> [YOUR TASK] Copy out the data below, swapping "instance" for "occurrence" and changing nothing else. Leave the pictures out of your copy.

> [DATASET]
(begin)

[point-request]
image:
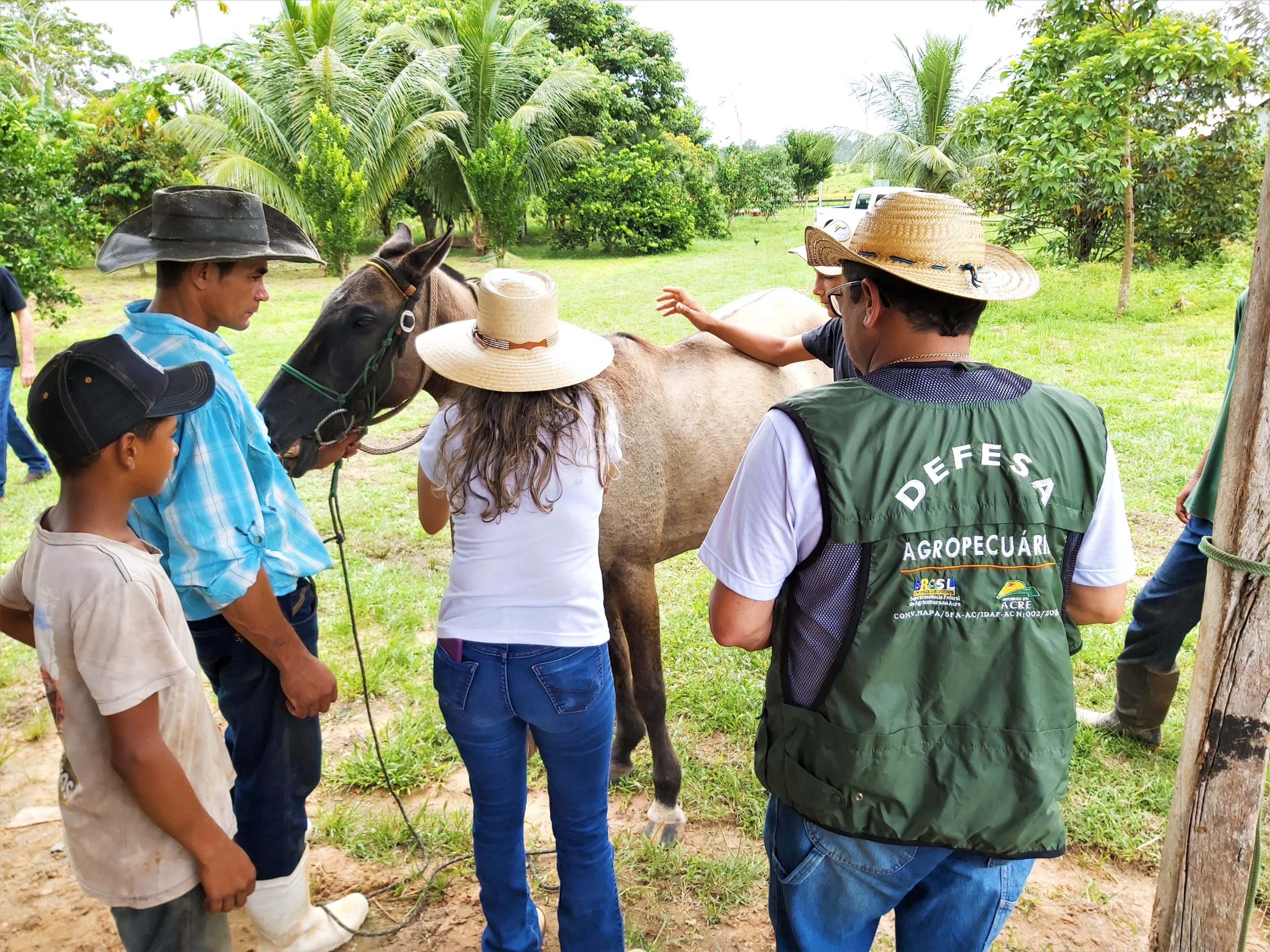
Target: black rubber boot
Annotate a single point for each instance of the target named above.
(1142, 700)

(end)

> [ANSWER IN FULL]
[point-request]
image:
Target: black rubber boot
Annotate a single point for each occurrence of the target named above.
(1142, 700)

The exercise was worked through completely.